[Passage — start]

Food Poisoning (Foodborne Illness)

What is it?
Symptoms
First Aid
Prevention
 

What is food poisoning?

Food poisoning, more accurately called foodborne illness, is an illness caused by eating spoiled or contaminated food. You may not be able to tell if your food has spoiled by looking at it or smelling it.

Food can spoil when certain types bacteria, fungi or viruses get into it. Some common bacteria that cause foodborne illness are:

E. coli (escherichia coli)
Harmful types of E. coli can sometimes be found on unwashed vegetables or in undercooked ground meat.

Listeria
Listeria is most often found in raw vegetables, uncooked meat, hot dogs, deli meat and soft cheese. Listeria can make anyone sick, but it is especially harmful for pregnant women, babies, older people or people who are already not very healthy.

Salmonella
Salmonella is most often found in water, eggs, chicken, turkey, and milk products, but it can also be found in other foods.

Some other poisoning topics related to food you may want to read about:

What are the symptoms of food poisoning?

Depending on the type of foodborne illness you have, it can take anywhere from two hours to several days for you to become sick. Foodborne illness can last up to 10 days.

It can be hard to tell foodborne illness from other stomach bugs. Symptoms can include:

  • Feeling sick to your stomach
  • Throwing up
  • Stomach cramps
  • Diarrhea
  • Fever

What should I do if I think I have food poisoning?

[Passage — finish]

### Exercises to complete
• A. Answer these questions using the food poisoning passage:
(i) Where can harmful types of E. coli sometimes be found?
(ii) How long can foodborne illness last?
(iii) In which foods is Salmonella most often found?
• B. Write the next portion of the food poisoning passage, beginning immediately after its final heading.
The lines that come next have no connection to the food poisoning passage.

[Provided information — start]

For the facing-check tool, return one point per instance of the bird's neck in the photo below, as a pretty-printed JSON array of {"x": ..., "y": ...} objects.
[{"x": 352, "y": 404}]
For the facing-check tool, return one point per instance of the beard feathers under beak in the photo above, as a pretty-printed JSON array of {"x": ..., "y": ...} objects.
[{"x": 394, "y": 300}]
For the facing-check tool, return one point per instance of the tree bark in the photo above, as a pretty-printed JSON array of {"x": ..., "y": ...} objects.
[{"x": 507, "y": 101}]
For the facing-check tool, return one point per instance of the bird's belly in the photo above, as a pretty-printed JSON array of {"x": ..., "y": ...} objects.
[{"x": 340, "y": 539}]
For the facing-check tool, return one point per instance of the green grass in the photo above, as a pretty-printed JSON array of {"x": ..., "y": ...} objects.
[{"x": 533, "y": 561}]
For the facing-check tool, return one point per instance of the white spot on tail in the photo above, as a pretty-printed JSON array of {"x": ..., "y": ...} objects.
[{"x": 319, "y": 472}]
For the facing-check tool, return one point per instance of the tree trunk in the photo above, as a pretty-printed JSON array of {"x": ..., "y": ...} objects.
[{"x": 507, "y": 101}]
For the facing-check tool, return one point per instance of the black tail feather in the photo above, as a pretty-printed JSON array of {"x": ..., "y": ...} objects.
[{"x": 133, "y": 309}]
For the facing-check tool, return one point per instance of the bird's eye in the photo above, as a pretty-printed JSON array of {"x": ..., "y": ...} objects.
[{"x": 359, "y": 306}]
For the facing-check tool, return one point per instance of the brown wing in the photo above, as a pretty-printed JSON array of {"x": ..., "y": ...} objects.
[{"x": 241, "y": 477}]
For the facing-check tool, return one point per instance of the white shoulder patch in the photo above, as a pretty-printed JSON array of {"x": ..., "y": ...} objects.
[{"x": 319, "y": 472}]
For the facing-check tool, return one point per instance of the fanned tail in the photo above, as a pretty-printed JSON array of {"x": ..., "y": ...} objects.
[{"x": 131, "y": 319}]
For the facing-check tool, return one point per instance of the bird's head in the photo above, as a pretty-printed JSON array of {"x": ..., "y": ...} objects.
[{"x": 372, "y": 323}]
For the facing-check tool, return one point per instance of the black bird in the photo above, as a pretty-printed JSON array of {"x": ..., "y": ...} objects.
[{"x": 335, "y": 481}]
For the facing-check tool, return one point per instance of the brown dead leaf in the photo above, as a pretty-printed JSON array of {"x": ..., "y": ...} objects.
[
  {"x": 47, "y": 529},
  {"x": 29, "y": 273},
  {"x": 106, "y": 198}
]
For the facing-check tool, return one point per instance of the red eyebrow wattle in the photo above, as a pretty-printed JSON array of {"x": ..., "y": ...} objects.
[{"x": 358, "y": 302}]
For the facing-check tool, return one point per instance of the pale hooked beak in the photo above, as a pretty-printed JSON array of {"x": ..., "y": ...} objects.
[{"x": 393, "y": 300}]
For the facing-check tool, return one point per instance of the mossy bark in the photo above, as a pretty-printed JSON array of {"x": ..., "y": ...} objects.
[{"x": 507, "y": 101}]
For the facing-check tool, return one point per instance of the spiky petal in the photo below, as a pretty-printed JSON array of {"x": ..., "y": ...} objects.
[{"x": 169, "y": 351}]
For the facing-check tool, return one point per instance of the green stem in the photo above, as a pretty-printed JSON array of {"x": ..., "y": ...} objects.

[Provided information — finish]

### Results of the exercise
• A.
(i) On unwashed vegetables or in undercooked ground meat.
(ii) Up to 10 days.
(iii) Water, eggs, chicken, turkey, and milk products.

• B.
If you think you have food poisoning, call the poison center at 1-800-222-1222, chat online or text POISON to 85511. If you are throwing up a lot or have diarrhea, drink plenty of water.

Let your state health department know about your food poisoning:

  • Maine: 1-800-821-5821
  • New Hampshire: 1-603-271-4589
  • Vermont: 1-800-439-8550

How can I prevent food poisoning?

To prevent food poisoning:

  • Wash your hands for at least 20 seconds before and after touching food.
  • Wash dishes, knives, cutting boards and other kitchen items before and after handling raw food.
  • Wash fruits and vegetables thoroughly.
  • Keep raw meat separate from other food.
  • Cook meat, poultry and fish thoroughly. Download our Safe Cooking Temperatures table [PDF] (see below).
  • After cooking, put leftovers in the refrigerator within two hours.